▸ **Document**:
§
3.4. The Control Window

The final structural feature needed to compute the EWMA convergence chart is the control window. The control window contains a fixed number, w, of the most recently observed Y (i.e.,

{Y_{s} | s \leq w}

). Only information from the w points currently residing inside the control window is used to calculate the control limits and

Z_{0}

. To assess convergence, the EWMA statistic is computed for all

Y_{s}

values. Initially, the convergence algorithm is allowed to fill the control window by collecting an initial set of w ELAI observations. As a new observation arrives, the window slides to exclude the oldest observation and include the newest to maintain its definition as the w most recent observations.

The purpose of the control window is two-fold. First, it serves to dichotomize the series for evaluating subsets of the

Y_{s}

for distributional consistency. Second, it offers a structural way for basing the standard for consistency (i.e., the control limits) only on the most recent and relevant information in the series.

The size of the control window, w, may vary from problem to problem based on the difficulty of optimization in each case. A reasonable way of choosing w is to consider the number of observations necessary to establish a standard of control. In this setting, w is a kind of sample size, and as such the choice of w will naturally increase as the variability in the ELAI series increases. Just as in other sample size calculations, the choice of an optimal w must consider the cost of poor inference (premature identification of convergence) associated with underestimating w, against the cost of over sampling (continuing to sample after convergence has occurred) associated with overestimating w. Providing a default choice of w is somewhat arbitrary without careful analysis of the particulars of the objective function behavior, the costs of each successive objective function evaluation, and the users’ risk tolerance to prematurely declaring convergence.

For the purpose of exploring the behavior of w in examples presented here, we use the following procedure for educating the choice of w. We hand tune w for two informative known example functions (i.e., Rosenbrock and Rastrigin). From the exploration of w in known examples, it is clear that w needs to increase directly with ELAI variance. Furthermore, if one considers the form of sample size calculations based on classical power analysis, sample size increases directly proportional with the sample variance. Thus, we linearly extrapolate the choice of w for two higher dimensional problems from the behavior of w in the hand-tuned test function examples. The value of w linearly increases from a value of 30 (based on sampling conventions) with a slope term structured to adjust the window size to the observed ELAI variance (

\hat{v}

) in the new problems based on the sensitivity of the w estimates with the observed variances in the hand-tuned examples so that

\hat{w} = \frac{Δ w}{Δ V (ELAI)} \hat{v} + 30

.
§
▸ **Directives**:
A - Answer these questions from the passage on the control window, one line each, labeled (i), (ii), (iii):
(i) What does the control window contain?
(ii) Which two known example functions were used to hand tune w?
(iii) From what starting value does w increase linearly?
B - Carry on the passage about the EWMA control window, starting after its final sentence.
§
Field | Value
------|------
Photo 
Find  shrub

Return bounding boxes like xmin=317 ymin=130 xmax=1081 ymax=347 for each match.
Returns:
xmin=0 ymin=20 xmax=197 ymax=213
§
▸ **Expected responses**:
A -
(i) A fixed number, w, of the most recently observed Y.
(ii) Rosenbrock and Rastrigin.
(iii) 30.

B -
3.5. Identifying Convergence

In identifying convergence, we not only hope that the ELAI series reaches a state of control, but we anticipate that the ELAI series demonstrates a move from pre-convergence to a consistent state of convergence. To recognize the move into convergence we combine the notion of the control window with the EWMA framework to construct the so called EWMA Convergence Chart. Since we expect EI values to decrease upon convergence, the primary recognition of convergence is that new ELAI values demonstrate values that are consistently lower than initial pre-converged values.

First, we require that all exponentially weighted

Z_{s}

values inside the control window fall within the control limits. This ensures that the most recent ELAI values demonstrate distributional consistency within the bounds of the control window. Second, since we are looking for the point when the process changes from the initial pre-converged state of the system to a state of convergence, we require at least one point beyond the initial control window to fall outside the defined EWMA control limits. This second rule suggests that the new ELAI observations have established a state of control which is significantly different from the previous pre-converged ELAI observations. Jointly enforcing these two rules implies convergence based on the notion that convergence enjoys a state of consistently decreased expectation of finding new minima in future function evaluations.

Considering the optimization procedure outlined in Figure 2, the check for convergence indicated in step (7) amounts to computing new EWMA

Z_{s}

values, and control limits, from the inclusion of the most recent observation of the improvement distribution, and checking if the subsequent set of

Z_{s}

satisfy both of the above rules of the EWMA convergence chart. Satisfying one, or neither, of the convergence rules indicates insufficient exploration and further iterations of optimization are required to gather more information about the objective function. The time complexity of computing the EWMA convergence chart is

O (T)

, which is fast relative to inference for the Gaussian process surrogate model.

4. Examples

We first look at two synthetic examples from the optimization literature, where the true optimum is known, so we can be sure we have converged to the true global minimum. We tune the EWMA Convergence Charts for each of these synthetic examples, then extrapolate the choices of w to provide a higher dimension test function and a real world example from hydrology.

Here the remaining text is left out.